Da poco più di un anno in tutto il mondo si fa un gran parlare attorno all’influenza cosiddetta aviaria – scientificamente indicata con il nome ‘virus A(H5N1)‘ – che sembra attraversare un vero e proprio boom di contagi, raggiungendo diverse specie animali prima considerate al sicuro: l’ultimo allarme punta i riflettori sui gatti domestici, tra gli animali più diffusi in assoluto e a contatto strettissimo con i ‘loro’ esseri umani. A dare voce ai nuovi allarmi sull’influenza aviaria è un recente studio dell’Università del Meryland – firmato da Kristen K. Coleman e da Ian G. Bemis – pubblicato sulla rivista MedrXiv e non ancora sottoposto a revisione paritaria; secondo il quale il 2023 è stato un anno (per così dire) pandemico per i gatti domestici, con un incremento dei casi che non si era mai osservato in precedenza.
Facendo prima un passetto indietro, vale la pena ricordare che attualmente il virus H5N1 è stato individuato in una trentina di mammiferi (volpi, mustelidi, mucche da allevamento, ma anche orsi e pinnipedi) e – è importante sottolinearlo, in tutto il mondo – in poco meno di mille persone: la mortalità è stimata per l’essere umano attorno al 50%, mentre per i gatti domestici (e gli animali in generale) la percentuale sale drasticamente, aprendo le porte ad una vera e propria emergenza e soprattutto al temutissimo salto di specie che potrebbe portare l’influenza aviaria a circolare massivamente anche tra gli esseri umani.

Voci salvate
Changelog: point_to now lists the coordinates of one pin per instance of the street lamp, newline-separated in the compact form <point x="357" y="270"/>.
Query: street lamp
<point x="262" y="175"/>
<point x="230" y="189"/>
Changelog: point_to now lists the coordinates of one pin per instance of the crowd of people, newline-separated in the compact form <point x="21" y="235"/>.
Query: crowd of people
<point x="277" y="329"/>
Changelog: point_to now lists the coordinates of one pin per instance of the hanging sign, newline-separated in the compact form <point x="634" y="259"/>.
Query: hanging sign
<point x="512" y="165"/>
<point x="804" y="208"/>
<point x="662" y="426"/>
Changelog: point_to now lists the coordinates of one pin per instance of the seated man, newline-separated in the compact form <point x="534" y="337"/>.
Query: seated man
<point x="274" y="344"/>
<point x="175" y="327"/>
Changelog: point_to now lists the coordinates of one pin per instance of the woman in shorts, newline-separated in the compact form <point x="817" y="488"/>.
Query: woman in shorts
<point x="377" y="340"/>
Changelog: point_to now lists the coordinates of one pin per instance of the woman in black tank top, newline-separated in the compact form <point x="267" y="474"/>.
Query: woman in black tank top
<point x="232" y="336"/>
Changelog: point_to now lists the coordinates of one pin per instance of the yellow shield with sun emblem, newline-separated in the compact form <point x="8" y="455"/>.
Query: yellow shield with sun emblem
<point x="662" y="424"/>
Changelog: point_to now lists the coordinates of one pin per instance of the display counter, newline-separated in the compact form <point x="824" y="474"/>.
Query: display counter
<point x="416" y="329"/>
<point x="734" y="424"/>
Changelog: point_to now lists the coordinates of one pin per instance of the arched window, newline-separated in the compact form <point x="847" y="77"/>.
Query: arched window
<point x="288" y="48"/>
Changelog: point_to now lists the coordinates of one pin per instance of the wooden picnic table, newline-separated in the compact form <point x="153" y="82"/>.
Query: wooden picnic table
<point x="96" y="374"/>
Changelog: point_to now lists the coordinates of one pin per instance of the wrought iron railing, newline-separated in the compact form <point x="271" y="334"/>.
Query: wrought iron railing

Consegna:
Riscrivi il passo del testo sull'influenza aviaria che comincia con le parole "Da poco più" e si chiude dopo "osservato in precedenza.", sostituendo "gatti domestici" con "felini domestici".

Risultato:
Da poco più di un anno in tutto il mondo si fa un gran parlare attorno all’influenza cosiddetta aviaria – scientificamente indicata con il nome ‘virus A(H5N1)‘ – che sembra attraversare un vero e proprio boom di contagi, raggiungendo diverse specie animali prima considerate al sicuro: l’ultimo allarme punta i riflettori sui felini domestici, tra gli animali più diffusi in assoluto e a contatto strettissimo con i ‘loro’ esseri umani. A dare voce ai nuovi allarmi sull’influenza aviaria è un recente studio dell’Università del Meryland – firmato da Kristen K. Coleman e da Ian G. Bemis – pubblicato sulla rivista MedrXiv e non ancora sottoposto a revisione paritaria; secondo il quale il 2023 è stato un anno (per così dire) pandemico per i felini domestici, con un incremento dei casi che non si era mai osservato in precedenza.